Stated task 1 :: Copy the entries below verbatim, starting at the line that contains "the bird's pink" and continuing through the final line of the entries, with both ends included.

Document passage ::
<<<<

112

I want to plot multiple data sets on the same scatter plot:

cases = scatter(x[:4], y[:4], s=10, c='b', marker="s")
controls = scatter(x[4:], y[4:], s=10, c='r', marker="o")

show()

The above only shows the most recent scatter()

I've also tried:

plt = subplot(111)
plt.scatter(x[:4], y[:4], s=10, c='b', marker="s")
plt.scatter(x[4:], y[4:], s=10, c='r', marker="o")
show()
1
  • 1
    Its overprinting on the same line.
    – nate c
    Nov 24, 2010 at 19:00

4 Answers 4

172

You need a reference to an Axes object to keep drawing on the same subplot.

import matplotlib.pyplot as plt

x = range(100)
y = range(100,200)
fig = plt.figure()
ax1 = fig.add_subplot(111)

ax1.scatter(x[:4], y[:4], s=10, c='b', marker="s", label='first')
ax1.scatter(x[40:],y[40:], s=10, c='r', marker="o", label='second')
plt.legend(loc='upper left')
plt.show()

enter image description here

4
  • 23
    What does 111 in fig.add_subplot(111) mean ?
    – Temak
    Nov 18, 2015 at 18:49
  • 9
    It's the arrangement of subgraphs within this graph. The first number is how many rows of subplots; the second number is how many columns of subplots; the third number is the subgraph you're talking about now. In this case, there's one row and one column of subgraphs (i.e. one subgraph) and the axes are talking about the first of them. Something like fig.add_subplot(3,2,5) would be the lower-left subplot in a grid of three rows and two columns.
    – Neil Smith
    Nov 27, 2015 at 16:10
  • 2
    What if I need to plot three scatter plots instead of two shown here?

>>>>

Data excerpts ::
<<<<

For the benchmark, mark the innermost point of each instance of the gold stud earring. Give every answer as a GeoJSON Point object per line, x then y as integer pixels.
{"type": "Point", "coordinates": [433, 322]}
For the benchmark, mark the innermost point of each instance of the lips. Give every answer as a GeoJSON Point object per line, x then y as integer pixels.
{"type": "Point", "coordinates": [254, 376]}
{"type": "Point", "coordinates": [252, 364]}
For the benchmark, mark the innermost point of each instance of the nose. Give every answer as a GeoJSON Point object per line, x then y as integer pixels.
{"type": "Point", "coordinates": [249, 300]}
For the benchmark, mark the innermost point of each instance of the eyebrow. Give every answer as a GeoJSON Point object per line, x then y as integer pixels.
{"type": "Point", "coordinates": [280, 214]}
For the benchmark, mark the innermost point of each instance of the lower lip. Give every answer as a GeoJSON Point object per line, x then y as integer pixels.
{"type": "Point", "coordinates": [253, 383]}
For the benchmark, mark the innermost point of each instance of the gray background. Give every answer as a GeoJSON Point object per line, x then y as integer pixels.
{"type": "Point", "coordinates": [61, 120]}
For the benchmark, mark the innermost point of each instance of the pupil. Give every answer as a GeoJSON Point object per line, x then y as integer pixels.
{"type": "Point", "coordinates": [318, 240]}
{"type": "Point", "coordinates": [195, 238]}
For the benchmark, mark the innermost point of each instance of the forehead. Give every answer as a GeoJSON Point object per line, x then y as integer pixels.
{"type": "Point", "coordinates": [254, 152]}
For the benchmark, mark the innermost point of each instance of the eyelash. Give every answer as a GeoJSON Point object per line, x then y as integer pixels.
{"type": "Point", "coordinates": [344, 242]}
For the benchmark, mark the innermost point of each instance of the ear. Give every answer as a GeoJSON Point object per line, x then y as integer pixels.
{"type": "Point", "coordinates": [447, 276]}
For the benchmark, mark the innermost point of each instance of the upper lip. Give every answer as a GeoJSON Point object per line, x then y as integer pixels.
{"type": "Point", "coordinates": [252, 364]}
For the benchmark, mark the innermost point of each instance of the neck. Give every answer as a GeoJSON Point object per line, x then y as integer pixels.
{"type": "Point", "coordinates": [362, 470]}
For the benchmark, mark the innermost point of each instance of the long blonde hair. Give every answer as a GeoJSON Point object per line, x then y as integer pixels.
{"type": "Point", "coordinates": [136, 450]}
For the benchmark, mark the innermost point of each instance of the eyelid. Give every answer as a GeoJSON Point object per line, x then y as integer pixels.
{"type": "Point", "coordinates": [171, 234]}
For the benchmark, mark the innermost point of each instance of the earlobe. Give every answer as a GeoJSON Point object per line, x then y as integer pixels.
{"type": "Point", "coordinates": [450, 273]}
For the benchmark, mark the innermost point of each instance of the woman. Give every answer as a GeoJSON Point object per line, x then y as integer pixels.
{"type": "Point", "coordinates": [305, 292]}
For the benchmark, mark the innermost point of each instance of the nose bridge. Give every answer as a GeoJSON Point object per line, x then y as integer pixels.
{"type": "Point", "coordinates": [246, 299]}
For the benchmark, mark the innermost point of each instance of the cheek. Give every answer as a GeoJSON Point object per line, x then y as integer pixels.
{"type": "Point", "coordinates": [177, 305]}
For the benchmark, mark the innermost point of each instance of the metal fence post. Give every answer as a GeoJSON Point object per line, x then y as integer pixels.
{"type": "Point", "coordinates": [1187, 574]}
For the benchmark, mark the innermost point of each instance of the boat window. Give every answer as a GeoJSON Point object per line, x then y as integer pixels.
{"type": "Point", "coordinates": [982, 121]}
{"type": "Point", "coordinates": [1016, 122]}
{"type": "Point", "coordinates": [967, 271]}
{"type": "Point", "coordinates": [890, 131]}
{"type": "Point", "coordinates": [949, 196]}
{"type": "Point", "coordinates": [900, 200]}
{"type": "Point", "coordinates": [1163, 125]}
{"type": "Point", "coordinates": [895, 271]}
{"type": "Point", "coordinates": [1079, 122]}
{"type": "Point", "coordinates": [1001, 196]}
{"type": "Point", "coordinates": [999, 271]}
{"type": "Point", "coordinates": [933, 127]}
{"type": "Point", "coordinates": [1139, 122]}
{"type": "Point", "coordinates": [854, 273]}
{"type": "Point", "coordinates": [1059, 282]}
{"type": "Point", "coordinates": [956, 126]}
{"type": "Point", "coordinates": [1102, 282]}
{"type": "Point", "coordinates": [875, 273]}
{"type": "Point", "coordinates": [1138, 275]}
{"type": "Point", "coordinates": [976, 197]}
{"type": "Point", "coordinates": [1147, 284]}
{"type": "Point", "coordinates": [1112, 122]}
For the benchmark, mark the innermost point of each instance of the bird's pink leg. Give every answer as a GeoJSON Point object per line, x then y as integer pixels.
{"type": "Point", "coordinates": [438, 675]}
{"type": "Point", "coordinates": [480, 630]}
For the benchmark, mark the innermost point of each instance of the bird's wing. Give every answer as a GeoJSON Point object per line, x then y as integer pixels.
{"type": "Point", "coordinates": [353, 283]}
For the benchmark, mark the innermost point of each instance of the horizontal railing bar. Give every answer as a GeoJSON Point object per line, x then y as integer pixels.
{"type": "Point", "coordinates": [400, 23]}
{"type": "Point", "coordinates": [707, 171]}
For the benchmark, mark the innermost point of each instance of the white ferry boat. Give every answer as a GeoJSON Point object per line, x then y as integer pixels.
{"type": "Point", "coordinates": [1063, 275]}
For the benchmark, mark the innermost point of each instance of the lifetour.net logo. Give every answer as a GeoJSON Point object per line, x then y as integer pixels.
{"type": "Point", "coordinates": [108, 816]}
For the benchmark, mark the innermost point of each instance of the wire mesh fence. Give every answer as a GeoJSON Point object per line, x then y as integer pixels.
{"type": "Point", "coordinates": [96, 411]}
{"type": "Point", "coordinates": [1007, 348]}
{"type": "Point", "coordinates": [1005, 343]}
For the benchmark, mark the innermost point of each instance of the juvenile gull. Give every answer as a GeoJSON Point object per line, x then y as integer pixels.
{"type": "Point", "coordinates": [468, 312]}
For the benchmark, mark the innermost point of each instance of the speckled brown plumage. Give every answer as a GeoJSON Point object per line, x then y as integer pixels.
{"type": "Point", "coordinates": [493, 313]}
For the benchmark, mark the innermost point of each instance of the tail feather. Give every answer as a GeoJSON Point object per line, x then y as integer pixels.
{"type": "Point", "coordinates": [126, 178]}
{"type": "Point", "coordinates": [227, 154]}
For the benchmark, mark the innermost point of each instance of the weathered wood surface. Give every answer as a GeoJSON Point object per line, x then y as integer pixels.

>>>>

Stated task 2 :: Name every person credited as the author of a comment in the matplotlib scatter plot discussion.

Final result 1 ::
For the benchmark, mark the innermost point of each instance of the bird's pink leg. Give every answer as a GeoJSON Point object per line, x then y as integer pixels.
{"type": "Point", "coordinates": [438, 675]}
{"type": "Point", "coordinates": [480, 630]}
For the benchmark, mark the innermost point of each instance of the bird's wing. Give every answer as a GeoJSON Point object per line, x then y as integer pixels.
{"type": "Point", "coordinates": [353, 283]}
For the benchmark, mark the innermost point of each instance of the horizontal railing bar. Give every answer as a GeoJSON Point object per line, x then y as integer pixels.
{"type": "Point", "coordinates": [400, 23]}
{"type": "Point", "coordinates": [707, 171]}
For the benchmark, mark the innermost point of each instance of the white ferry boat. Give every answer as a GeoJSON Point object per line, x then y as integer pixels.
{"type": "Point", "coordinates": [1063, 275]}
For the benchmark, mark the innermost point of each instance of the lifetour.net logo. Give every answer as a GeoJSON Point object per line, x then y as integer pixels.
{"type": "Point", "coordinates": [108, 816]}
For the benchmark, mark the innermost point of each instance of the wire mesh fence. Give every answer as a GeoJSON Point object per line, x then y as integer pixels.
{"type": "Point", "coordinates": [96, 411]}
{"type": "Point", "coordinates": [1007, 348]}
{"type": "Point", "coordinates": [1005, 343]}
For the benchmark, mark the innermost point of each instance of the juvenile gull. Give every answer as a GeoJSON Point object per line, x then y as integer pixels.
{"type": "Point", "coordinates": [468, 312]}
For the benchmark, mark the innermost point of each instance of the speckled brown plumage. Give every answer as a GeoJSON Point object per line, x then y as integer pixels.
{"type": "Point", "coordinates": [493, 313]}
For the benchmark, mark the innermost point of each instance of the tail feather. Give every answer as a GeoJSON Point object per line, x then y as integer pixels.
{"type": "Point", "coordinates": [126, 178]}
{"type": "Point", "coordinates": [227, 154]}
For the benchmark, mark the innermost point of each instance of the weathered wood surface. Give every answer as a GeoJSON Point object per line, x then y as integer pixels.

Final result 2 ::
nate c
Temak
Neil Smith